| PROMPT A |
In the listing, copy verbatim everything from the line containing "point: one pixel per instance, each like <point>199,44</point>." through the line containing "<point>521,171</point>", both lines included.

| DOCUMENT SECTION |
================

Scenarios
Baseline (50%)2: Our baseline scenario aims to represent a “middle of the road” outcome. It is our assessment of the likely trajectory of the economy in the absence of major upside or downside risks. On the positive side, it includes an expansion of the Tax Cuts and Jobs Act (TCJA) and a modest boost from deregulation. However, we also assume a relatively modest increase in tariff rates, modest federal spending cuts, and a more stringent immigration policy that largely balance out the aforementioned expansionary policies.
We expect the TCJA will be extended, avoiding a sudden increase in income taxes, and we expect that the corporate tax rate will be lowered for American producers in line with campaign promises.3 Deregulation will continue throughout the next few years. The productivity boost from this is expected to remain relatively modest in the near term as policy uncertainty delays and limits the benefits of cutting red tape.
While it is not yet clear which tariffs will be introduced or which will “stick,” we do expect that there will be some level of new and lasting tariffs. We model this by adding five percentage points to the average tariff rate on all imported goods, which stood at 3.3% in 2024. We also expect that some spending cuts will prove lasting. Over the course of a few years, total net savings of US$200 billion are found in federal outlays compared with a scenario where there were no cuts (the actual dollar reduction in federal spending is much less than this number, because we bake in underlying spending growth due to population growth and inflation). Finally, we expect that deportations of undocumented immigrants will be lower than they were in 2024.
However, we expect the number of deportations to be about 15% higher than the average seen over the last five years.

================

| PROMPT B |
Continue the passage on economic forecast scenarios from the point where it stops.

================

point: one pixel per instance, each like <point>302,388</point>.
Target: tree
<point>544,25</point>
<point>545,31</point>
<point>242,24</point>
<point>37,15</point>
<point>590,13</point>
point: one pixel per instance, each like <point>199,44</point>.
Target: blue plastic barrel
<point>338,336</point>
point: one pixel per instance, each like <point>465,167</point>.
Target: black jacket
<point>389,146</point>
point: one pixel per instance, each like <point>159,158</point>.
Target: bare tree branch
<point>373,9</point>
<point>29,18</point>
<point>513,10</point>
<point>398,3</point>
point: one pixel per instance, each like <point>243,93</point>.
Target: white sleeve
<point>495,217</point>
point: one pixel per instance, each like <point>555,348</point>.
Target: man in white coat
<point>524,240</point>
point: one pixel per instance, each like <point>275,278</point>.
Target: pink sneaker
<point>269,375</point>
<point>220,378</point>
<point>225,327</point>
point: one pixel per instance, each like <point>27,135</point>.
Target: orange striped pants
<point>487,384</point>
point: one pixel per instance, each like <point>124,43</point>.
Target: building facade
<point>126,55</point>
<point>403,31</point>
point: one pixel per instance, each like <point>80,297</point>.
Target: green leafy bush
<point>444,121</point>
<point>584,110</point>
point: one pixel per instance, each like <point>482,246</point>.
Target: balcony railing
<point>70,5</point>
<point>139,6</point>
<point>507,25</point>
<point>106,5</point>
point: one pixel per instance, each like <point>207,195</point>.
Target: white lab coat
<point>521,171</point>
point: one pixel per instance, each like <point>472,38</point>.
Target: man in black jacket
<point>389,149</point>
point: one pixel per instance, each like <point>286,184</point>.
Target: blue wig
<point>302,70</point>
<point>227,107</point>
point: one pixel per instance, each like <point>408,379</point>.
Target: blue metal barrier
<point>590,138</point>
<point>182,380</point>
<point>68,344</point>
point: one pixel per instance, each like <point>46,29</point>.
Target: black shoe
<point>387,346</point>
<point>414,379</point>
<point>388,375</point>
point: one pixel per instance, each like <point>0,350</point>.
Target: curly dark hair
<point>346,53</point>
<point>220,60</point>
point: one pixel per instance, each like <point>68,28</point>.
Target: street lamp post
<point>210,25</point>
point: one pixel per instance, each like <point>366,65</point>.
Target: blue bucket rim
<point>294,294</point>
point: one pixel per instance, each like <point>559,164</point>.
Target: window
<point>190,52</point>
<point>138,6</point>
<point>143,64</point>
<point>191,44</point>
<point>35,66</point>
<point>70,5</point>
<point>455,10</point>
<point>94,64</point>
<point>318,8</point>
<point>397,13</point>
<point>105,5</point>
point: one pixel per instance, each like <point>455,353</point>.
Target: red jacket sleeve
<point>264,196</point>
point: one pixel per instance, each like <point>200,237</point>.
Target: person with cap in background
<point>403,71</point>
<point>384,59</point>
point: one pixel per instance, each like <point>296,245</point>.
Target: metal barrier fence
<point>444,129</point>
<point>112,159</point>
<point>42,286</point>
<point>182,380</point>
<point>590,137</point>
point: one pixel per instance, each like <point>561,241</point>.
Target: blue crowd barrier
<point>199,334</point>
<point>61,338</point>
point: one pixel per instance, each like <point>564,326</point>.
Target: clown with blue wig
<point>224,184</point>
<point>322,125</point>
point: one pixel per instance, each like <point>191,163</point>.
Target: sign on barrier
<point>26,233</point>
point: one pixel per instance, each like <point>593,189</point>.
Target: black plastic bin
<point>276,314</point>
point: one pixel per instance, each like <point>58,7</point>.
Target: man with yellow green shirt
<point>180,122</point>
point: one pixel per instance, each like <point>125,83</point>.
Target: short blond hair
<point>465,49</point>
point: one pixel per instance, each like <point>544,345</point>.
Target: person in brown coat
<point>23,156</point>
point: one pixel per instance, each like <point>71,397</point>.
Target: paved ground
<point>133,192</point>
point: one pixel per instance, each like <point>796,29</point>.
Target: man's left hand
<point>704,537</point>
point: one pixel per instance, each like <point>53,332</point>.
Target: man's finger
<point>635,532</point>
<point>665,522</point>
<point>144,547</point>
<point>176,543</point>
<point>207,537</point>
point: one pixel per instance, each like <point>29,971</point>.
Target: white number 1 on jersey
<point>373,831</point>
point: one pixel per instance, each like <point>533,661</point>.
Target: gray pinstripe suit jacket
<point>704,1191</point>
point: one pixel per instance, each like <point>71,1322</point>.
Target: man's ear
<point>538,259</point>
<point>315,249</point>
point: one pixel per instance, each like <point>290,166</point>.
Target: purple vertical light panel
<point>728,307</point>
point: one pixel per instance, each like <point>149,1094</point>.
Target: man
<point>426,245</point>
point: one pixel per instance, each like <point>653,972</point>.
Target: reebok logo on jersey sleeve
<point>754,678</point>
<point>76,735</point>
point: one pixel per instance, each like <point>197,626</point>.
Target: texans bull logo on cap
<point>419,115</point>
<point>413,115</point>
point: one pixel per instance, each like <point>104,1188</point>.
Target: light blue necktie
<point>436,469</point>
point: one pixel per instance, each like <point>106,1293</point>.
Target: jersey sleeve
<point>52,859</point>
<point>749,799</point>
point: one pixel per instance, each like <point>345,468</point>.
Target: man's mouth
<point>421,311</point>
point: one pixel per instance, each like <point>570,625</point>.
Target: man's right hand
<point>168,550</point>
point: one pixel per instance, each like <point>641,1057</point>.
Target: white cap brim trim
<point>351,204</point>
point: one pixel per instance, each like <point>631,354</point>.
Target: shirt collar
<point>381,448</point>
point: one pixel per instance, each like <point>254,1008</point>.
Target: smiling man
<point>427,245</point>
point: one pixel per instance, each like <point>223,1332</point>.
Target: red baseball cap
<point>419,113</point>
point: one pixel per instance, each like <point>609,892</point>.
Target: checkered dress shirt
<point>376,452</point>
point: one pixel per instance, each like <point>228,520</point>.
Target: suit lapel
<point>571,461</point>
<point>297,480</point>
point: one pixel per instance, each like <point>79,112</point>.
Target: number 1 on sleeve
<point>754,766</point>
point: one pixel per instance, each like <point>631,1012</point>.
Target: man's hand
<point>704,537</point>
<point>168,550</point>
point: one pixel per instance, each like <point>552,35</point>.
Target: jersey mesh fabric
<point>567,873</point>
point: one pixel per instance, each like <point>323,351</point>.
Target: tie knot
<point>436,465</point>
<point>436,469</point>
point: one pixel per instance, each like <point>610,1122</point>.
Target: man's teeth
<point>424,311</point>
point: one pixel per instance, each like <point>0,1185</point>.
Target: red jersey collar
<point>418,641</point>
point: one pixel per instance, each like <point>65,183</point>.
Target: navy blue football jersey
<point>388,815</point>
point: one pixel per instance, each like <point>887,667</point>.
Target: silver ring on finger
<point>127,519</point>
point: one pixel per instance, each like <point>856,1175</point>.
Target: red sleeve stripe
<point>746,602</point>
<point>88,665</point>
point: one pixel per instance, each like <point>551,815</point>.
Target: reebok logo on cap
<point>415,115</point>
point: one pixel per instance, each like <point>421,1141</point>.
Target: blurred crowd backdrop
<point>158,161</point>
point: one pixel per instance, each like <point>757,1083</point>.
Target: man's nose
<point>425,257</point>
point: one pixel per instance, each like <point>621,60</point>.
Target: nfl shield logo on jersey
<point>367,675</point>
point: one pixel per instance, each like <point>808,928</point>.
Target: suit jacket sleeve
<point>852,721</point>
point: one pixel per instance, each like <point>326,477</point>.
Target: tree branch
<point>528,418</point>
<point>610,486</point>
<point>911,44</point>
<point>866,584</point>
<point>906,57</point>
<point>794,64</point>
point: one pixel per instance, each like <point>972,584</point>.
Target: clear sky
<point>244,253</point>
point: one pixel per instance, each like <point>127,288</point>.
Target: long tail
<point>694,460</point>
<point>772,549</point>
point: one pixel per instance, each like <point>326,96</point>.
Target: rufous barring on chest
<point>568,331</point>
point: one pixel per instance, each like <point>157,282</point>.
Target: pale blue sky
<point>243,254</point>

================

| EXERCISE RESULT A |
point: one pixel per instance, each like <point>199,44</point>.
Target: blue plastic barrel
<point>338,336</point>
point: one pixel per instance, each like <point>465,167</point>.
Target: black jacket
<point>389,146</point>
point: one pixel per instance, each like <point>159,158</point>.
Target: bare tree branch
<point>373,9</point>
<point>29,18</point>
<point>513,10</point>
<point>398,3</point>
point: one pixel per instance, each like <point>243,93</point>.
Target: white sleeve
<point>495,217</point>
point: one pixel per instance, each like <point>555,348</point>.
Target: man in white coat
<point>524,240</point>
point: one pixel per instance, each like <point>275,278</point>.
Target: pink sneaker
<point>269,375</point>
<point>220,378</point>
<point>225,327</point>
point: one pixel per instance, each like <point>27,135</point>.
Target: orange striped pants
<point>487,384</point>
point: one pixel per instance, each like <point>124,43</point>.
Target: building facade
<point>126,55</point>
<point>403,31</point>
point: one pixel per instance, each like <point>80,297</point>.
Target: green leafy bush
<point>444,121</point>
<point>584,110</point>
point: one pixel per instance, each like <point>482,246</point>.
Target: balcony railing
<point>70,5</point>
<point>139,6</point>
<point>507,25</point>
<point>106,5</point>
point: one pixel per instance, each like <point>207,195</point>.
Target: white lab coat
<point>521,171</point>

| EXERCISE RESULT B |
In this scenario, individuals and businesses front-load some trade activity early in 2025 to avoid tariffs; as tariffs take effect, trade slows later this year and into next. We forecast real exports will grow by 0.7% in 2025 and 1% in 2026, while real imports will grow by 1.8% in 2025 and 0.9% in 2026. The inflationary effects of tariffs mean the Federal Reserve can only manage 75 basis points of cuts over the next 24 months. Real consumer spending grows by 2.9% in 2025 and 1.4% in 2026. Government spending cuts and layoffs continue over the next few years, which subtract value from overall growth. Overall, our modeling shows real GDP growth of 2.6% in 2025 and 2.1% in 2026. GDP growth then averages 1.9% per year over the remaining three years of the forecast.4
Trade deals and deregulation (25%): Our upside scenario explores the possibility that the economy could unlock a new level of growth thanks to productivity-enhancing technology, tax cuts, and deregulation. In this scenario, we examine what might happen if these hopes come true. As in the baseline, the TCJA tax cuts are extended, and the corporate tax rate is lowered to 15% for domestic producers. That, as well as breakthroughs in novel technologies like artificial intelligence, prompts a boost in investment, which results in a productivity boom.
We maintain tariffs at 2024 levels in this scenario, working on the theory that the new administration is primarily interested in using tariffs as a negotiating tactic to extract concessions from trading partners. Likewise, deportations under the current administration continue at a similar pace as the previous administration.
In this scenario, real GDP will rise by 2.9% in 2025 and 3.2% in 2026. Growth averages 2.9% over the remaining three years of the forecast—one percentage point above the average in the baseline scenario. With fewer tariffs in place, this scenario also predicts lower inflation compared to the baseline, stronger consumer spending starting in 2026, and a lower merchandise trade deficit. The booming economy results in a lower unemployment rate than in the baseline scenario.
Trade wars and persistent inflation (25%): While our baseline does incorporate some significant policy changes from the new administration, it does not reflect the full scope of potential changes to trade and immigration policy. We therefore modeled an alternate scenario where more impactful versions of these policies are implemented.
In this scenario, we raised the average tariff rate on goods imports by 10 percentage points. As a point of comparison, this magnitude of tariffs is approximately equivalent to a 25% tariff on Mexican and Canadian imports; the average import duty has not been this high since World War II. The tariffs raise the price of final goods for American consumers and raise the cost of intermediate imports for American producers. Exporters are also affected by the appreciation in the US dollar caused by the tariffs, making American products less affordable for foreign buyers.
As a result, exports are flat in 2025. While we do not model retaliation by trading partners in our scenarios, it is reasonable to assume that they would levy reciprocal tariffs or boycott American goods. The extent to which these dynamics further reduce American exports depend as much on psychology as on economics. While the tariffs could result in the reshoring of manufacturing to America, the macroeconomic benefits of this will take time to materialize.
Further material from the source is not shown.